PAGE TEXT:
+ + + + +
The chainmail bikini has long been a symbol of the absurd ways women are depicted in media, but cartoonist Hazel Newlevant has transformed it into something unexpected: the title of a new anthology of comics about women in games.

"Once you've identified something as a 'chainmail bikini,' you've noticed that it's laughably bad," says Newlevant, who is both editing the book and contributing comics of her own. "Since exploring gender and sexism in gaming is our whole deal, I figured the name Chainmail Bikini would be appropriate."

The book is already finished—and funded—on Kickstarter, where you can preorder a copy before the campaign ends on April 2. It features comics from feminine voices both familiar and new, including Anna Anthropy (ZZT), Merritt Kopas (Forest Ambassador), Molly Ostertag (Strong Female Protagonist), M.K. Reed (The Cute Girl Network), and Elizabeth Simins (Manic Pixel Dream Girl), with a cover by Hellen Jo (Jin & Jam).
+ + + + +
MATERIAL:

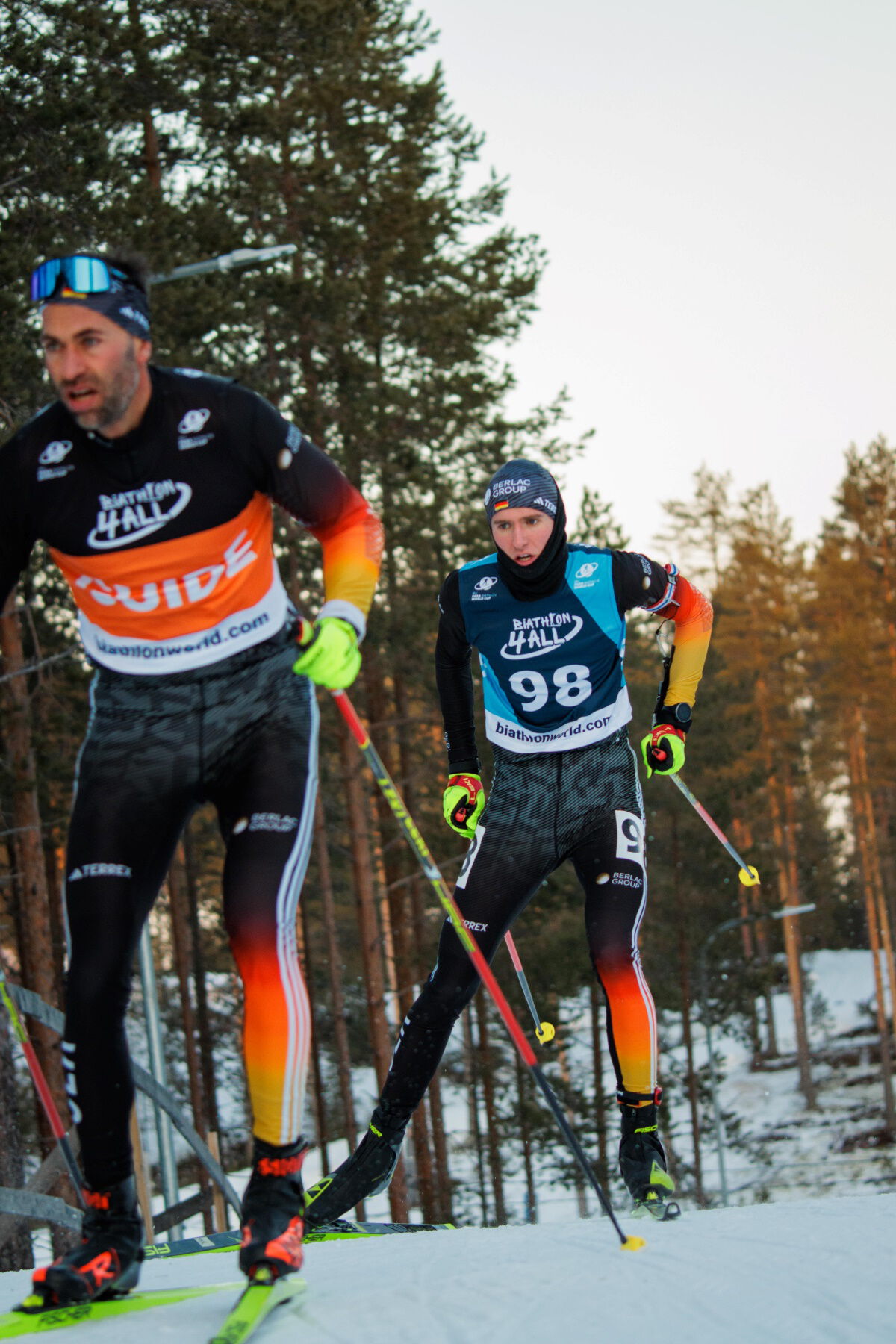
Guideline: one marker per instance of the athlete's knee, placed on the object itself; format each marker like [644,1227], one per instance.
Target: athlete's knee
+ + + + +
Continue the article about the Chainmail Bikini comics anthology from the point where it stops. The listing has no connection to the text.

THE RESULT:
"It seemed natural to focus on women gamers, because we're considered the exception," explains Newlevant. "These are stories you haven't heard before. Right now, the long-held assumption that games are a 'guy thing' is seriously being challenged, and Chainmail Bikini aims to be part of that challenge. Sharing our perspectives on games and gaming culture can be entertaining, enlightening, and even radical."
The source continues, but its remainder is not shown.